═══ TASK DATA
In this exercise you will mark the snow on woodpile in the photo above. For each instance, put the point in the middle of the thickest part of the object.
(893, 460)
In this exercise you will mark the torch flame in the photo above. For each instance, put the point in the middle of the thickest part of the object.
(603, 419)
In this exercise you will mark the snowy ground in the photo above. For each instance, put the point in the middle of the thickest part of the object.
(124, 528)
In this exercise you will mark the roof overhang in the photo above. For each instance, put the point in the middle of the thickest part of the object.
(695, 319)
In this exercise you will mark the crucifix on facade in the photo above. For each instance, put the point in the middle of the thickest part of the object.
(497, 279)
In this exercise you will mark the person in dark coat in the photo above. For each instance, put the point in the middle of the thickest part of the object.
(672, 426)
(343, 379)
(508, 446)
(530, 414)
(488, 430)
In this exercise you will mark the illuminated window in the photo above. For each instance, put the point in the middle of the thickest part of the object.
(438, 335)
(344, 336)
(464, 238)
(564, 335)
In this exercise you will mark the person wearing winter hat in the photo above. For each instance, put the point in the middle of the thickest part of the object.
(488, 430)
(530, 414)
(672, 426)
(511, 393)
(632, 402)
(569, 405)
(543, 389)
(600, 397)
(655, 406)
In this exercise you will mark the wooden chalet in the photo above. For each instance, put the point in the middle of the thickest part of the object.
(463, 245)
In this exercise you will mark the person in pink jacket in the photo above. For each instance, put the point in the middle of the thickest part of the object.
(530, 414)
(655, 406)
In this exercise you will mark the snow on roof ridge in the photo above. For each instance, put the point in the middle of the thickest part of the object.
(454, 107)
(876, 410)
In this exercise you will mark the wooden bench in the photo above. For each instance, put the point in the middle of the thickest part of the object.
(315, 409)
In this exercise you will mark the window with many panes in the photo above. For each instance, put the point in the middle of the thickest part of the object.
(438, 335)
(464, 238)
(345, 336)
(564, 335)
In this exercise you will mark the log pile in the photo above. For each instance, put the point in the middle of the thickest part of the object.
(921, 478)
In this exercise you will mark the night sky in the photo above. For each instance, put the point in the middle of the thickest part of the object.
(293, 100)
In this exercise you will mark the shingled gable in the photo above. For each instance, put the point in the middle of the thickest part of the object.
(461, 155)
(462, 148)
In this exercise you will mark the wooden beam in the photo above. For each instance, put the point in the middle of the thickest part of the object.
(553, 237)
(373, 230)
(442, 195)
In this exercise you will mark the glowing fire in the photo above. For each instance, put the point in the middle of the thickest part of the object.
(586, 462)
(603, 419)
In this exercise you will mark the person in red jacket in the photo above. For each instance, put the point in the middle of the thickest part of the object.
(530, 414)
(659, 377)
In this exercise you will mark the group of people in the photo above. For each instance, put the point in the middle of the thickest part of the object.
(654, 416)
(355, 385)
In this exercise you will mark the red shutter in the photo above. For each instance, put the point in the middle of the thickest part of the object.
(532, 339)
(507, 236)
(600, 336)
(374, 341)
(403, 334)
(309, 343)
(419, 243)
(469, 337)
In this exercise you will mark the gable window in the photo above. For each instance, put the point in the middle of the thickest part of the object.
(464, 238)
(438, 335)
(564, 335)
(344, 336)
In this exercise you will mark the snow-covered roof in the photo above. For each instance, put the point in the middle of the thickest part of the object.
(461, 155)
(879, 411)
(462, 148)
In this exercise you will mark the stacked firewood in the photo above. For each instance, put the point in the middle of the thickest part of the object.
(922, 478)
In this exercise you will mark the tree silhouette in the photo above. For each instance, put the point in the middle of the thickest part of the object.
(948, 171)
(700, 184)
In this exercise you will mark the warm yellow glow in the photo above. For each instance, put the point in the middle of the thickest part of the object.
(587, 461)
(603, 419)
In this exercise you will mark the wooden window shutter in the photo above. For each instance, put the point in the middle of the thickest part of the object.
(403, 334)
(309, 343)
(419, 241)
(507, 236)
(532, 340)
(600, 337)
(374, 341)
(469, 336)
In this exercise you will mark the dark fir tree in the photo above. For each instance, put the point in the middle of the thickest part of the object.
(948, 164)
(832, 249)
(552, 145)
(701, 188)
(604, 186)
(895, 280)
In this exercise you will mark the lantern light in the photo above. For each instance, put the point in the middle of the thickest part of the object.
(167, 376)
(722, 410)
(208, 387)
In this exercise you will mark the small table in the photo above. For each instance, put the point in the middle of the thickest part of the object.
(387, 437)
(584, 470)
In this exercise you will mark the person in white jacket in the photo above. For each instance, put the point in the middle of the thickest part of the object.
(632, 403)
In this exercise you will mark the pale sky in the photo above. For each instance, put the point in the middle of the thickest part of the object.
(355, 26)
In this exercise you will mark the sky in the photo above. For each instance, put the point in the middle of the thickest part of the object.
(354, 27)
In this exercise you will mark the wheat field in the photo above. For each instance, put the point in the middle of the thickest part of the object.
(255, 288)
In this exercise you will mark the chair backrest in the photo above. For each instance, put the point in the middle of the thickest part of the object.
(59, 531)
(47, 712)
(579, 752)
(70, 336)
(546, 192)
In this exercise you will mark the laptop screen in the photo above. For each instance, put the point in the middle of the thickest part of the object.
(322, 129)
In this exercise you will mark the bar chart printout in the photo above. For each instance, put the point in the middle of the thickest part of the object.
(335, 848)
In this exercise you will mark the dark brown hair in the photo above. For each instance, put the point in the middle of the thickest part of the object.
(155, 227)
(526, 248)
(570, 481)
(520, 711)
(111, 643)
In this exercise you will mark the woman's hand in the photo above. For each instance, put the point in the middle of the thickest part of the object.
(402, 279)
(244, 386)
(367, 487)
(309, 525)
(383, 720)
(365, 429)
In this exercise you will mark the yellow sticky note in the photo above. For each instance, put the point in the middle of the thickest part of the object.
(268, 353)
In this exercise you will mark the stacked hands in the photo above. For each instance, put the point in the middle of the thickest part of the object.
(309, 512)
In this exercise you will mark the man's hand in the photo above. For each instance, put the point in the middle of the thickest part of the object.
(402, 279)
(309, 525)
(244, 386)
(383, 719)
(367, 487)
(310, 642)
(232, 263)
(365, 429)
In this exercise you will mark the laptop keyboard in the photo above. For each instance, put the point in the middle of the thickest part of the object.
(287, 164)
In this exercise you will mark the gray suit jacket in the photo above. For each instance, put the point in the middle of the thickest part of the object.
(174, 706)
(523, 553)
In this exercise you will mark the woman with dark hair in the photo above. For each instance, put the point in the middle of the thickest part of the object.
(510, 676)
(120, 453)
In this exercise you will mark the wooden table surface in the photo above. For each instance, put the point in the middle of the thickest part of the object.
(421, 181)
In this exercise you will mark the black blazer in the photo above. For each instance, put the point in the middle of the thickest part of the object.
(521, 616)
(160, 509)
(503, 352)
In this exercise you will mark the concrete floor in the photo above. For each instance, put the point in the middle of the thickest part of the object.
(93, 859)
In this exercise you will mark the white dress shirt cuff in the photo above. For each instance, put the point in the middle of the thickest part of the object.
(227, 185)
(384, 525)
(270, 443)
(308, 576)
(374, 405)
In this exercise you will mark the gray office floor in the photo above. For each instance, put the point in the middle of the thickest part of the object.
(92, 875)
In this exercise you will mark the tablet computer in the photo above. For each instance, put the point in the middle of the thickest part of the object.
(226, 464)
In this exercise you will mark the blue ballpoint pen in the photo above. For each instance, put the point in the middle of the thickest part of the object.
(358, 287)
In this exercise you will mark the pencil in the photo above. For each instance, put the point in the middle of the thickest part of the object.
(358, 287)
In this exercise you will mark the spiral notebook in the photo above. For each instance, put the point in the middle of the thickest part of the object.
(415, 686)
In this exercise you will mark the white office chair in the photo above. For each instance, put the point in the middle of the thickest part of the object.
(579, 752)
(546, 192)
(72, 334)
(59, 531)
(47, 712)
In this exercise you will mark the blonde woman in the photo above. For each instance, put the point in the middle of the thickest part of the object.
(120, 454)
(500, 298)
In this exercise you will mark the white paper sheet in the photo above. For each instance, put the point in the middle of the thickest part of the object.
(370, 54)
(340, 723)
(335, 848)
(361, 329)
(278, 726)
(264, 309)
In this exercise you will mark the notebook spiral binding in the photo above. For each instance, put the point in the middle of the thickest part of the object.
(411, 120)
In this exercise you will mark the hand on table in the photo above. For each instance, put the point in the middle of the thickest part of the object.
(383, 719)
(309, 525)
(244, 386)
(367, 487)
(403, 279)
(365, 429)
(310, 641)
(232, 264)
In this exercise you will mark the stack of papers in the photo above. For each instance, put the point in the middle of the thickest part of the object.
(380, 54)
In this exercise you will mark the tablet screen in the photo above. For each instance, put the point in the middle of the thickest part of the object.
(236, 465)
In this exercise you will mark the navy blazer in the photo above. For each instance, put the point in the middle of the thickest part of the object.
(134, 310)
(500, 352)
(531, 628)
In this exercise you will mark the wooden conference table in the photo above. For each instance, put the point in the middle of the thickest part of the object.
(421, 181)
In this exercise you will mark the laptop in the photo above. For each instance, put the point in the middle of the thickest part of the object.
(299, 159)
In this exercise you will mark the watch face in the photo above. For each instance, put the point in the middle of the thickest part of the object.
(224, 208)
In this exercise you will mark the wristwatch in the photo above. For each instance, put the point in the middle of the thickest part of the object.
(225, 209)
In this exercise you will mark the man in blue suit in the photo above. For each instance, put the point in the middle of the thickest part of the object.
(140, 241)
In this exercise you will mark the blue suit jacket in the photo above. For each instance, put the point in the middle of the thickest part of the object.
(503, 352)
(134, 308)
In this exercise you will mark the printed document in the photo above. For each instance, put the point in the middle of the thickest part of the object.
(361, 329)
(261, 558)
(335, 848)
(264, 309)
══════
#### SHORT PROBLEM
Everything from the line containing "In this exercise you will mark the wristwatch" through the final line of the listing, inclusive, must be reproduced exactly; leave out the rest.

#### OUTPUT FOR THIS EXERCISE
In this exercise you will mark the wristwatch in the photo above. For each instance, put the point in the middle of the thickest part of the object.
(225, 209)
In this exercise you will mark the man in blue suit in the photo above. For each instance, put the point in the middle of the thickest part of the object.
(140, 241)
In this exercise you will mark the blue suit jacket in the photo above. For each instance, put the point in the middle of the thickest part of the object.
(503, 352)
(134, 308)
In this exercise you will mark the printed document in the photo above. For each instance, put the point in the middle of the thickest part of the object.
(361, 329)
(261, 558)
(335, 848)
(264, 309)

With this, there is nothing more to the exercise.